Excerpts from a detection dataset:
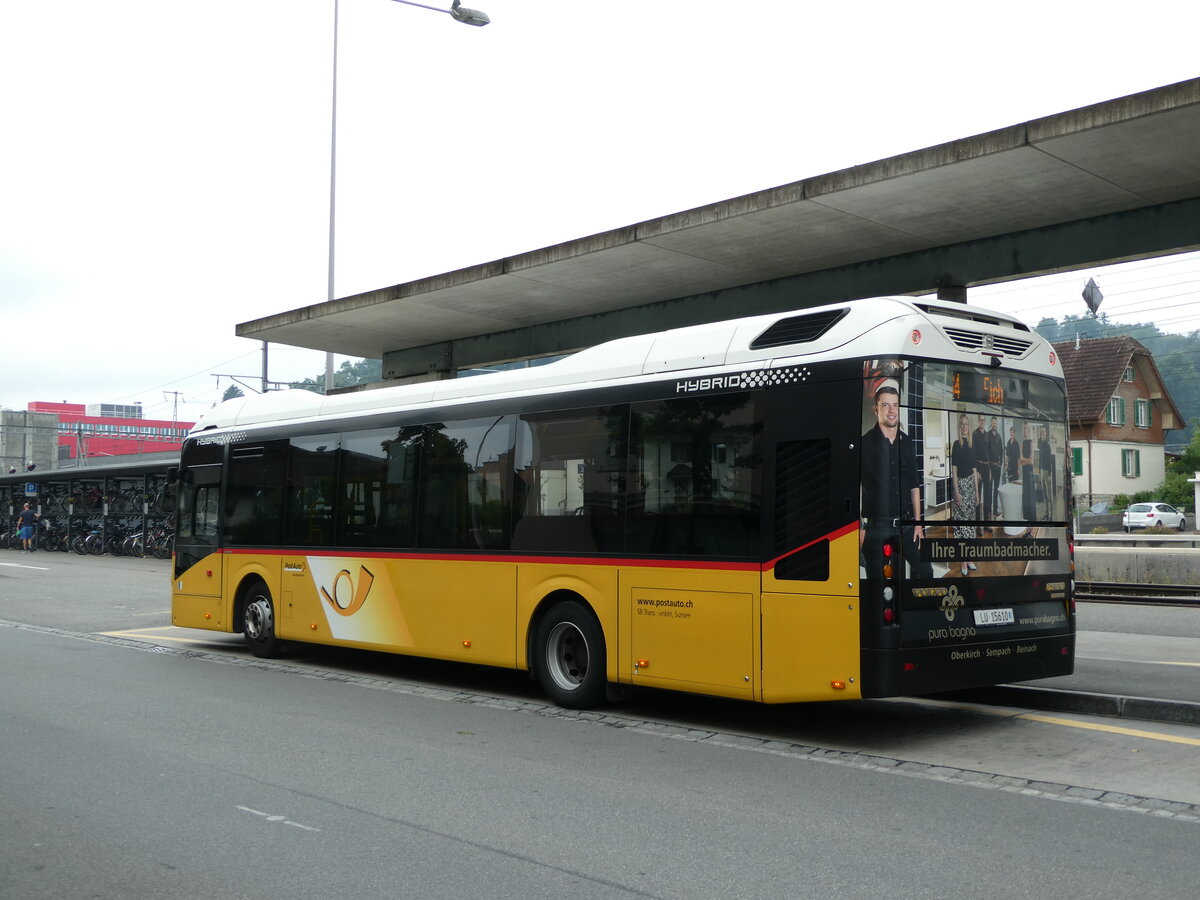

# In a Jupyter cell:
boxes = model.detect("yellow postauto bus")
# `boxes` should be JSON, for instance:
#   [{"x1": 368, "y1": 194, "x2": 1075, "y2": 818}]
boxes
[{"x1": 172, "y1": 298, "x2": 1075, "y2": 708}]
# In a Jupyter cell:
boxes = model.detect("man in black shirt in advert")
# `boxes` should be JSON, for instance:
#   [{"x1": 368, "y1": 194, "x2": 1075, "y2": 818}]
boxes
[{"x1": 862, "y1": 378, "x2": 934, "y2": 578}]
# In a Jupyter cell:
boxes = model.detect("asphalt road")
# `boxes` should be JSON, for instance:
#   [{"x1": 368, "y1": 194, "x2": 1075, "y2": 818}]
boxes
[{"x1": 0, "y1": 553, "x2": 1200, "y2": 899}]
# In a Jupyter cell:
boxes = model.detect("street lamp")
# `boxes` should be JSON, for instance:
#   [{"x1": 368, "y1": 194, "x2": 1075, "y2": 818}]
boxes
[{"x1": 324, "y1": 0, "x2": 491, "y2": 394}]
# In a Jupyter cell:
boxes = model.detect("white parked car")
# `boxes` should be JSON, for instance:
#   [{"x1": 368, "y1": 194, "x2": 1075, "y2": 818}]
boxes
[{"x1": 1121, "y1": 503, "x2": 1188, "y2": 532}]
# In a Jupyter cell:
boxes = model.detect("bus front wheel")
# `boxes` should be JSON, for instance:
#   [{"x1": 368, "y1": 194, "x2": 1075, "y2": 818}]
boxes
[
  {"x1": 532, "y1": 600, "x2": 607, "y2": 709},
  {"x1": 241, "y1": 582, "x2": 282, "y2": 659}
]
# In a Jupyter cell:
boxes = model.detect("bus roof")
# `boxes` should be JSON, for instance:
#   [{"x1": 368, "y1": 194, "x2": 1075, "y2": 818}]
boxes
[{"x1": 192, "y1": 296, "x2": 1062, "y2": 434}]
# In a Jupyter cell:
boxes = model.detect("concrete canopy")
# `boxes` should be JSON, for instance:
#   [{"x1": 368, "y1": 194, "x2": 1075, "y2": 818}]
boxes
[{"x1": 236, "y1": 78, "x2": 1200, "y2": 377}]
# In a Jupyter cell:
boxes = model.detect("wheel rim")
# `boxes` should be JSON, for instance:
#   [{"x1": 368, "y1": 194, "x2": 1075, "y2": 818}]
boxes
[
  {"x1": 246, "y1": 596, "x2": 275, "y2": 642},
  {"x1": 546, "y1": 622, "x2": 589, "y2": 691}
]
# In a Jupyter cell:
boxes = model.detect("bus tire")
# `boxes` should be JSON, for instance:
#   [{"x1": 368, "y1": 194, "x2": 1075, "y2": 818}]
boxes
[
  {"x1": 241, "y1": 581, "x2": 283, "y2": 659},
  {"x1": 532, "y1": 600, "x2": 607, "y2": 709}
]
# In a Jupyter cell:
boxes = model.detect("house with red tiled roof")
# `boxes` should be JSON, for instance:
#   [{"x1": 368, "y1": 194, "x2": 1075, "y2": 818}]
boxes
[{"x1": 1054, "y1": 335, "x2": 1183, "y2": 509}]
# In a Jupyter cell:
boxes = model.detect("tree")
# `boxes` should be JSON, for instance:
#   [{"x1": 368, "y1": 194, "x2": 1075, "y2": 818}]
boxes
[{"x1": 289, "y1": 359, "x2": 383, "y2": 394}]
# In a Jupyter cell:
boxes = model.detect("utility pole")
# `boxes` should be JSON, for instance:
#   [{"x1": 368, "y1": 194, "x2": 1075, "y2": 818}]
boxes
[{"x1": 162, "y1": 391, "x2": 184, "y2": 425}]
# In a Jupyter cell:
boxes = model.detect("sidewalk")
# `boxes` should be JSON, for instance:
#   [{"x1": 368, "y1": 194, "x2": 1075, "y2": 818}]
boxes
[{"x1": 962, "y1": 631, "x2": 1200, "y2": 725}]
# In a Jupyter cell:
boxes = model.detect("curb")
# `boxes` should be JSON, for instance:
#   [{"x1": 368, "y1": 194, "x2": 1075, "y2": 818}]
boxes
[{"x1": 942, "y1": 684, "x2": 1200, "y2": 725}]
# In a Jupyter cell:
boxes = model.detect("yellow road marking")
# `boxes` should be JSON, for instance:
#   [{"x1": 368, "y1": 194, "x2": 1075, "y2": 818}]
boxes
[
  {"x1": 919, "y1": 697, "x2": 1200, "y2": 746},
  {"x1": 1016, "y1": 713, "x2": 1200, "y2": 746},
  {"x1": 100, "y1": 625, "x2": 234, "y2": 644},
  {"x1": 1075, "y1": 655, "x2": 1200, "y2": 668}
]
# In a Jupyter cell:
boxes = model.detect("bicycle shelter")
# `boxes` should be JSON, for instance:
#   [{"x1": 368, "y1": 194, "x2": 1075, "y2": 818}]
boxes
[{"x1": 0, "y1": 452, "x2": 179, "y2": 553}]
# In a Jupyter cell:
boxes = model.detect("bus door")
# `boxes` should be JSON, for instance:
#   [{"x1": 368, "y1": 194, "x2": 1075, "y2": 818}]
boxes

:: EXERCISE GOAL ::
Pull out each line of the listing above that contains the string "wheel". The match is case-sensitive.

:: RESULT OF THIS EXERCISE ::
boxes = model.detect("bus front wheel")
boxes = model.detect("wheel rim")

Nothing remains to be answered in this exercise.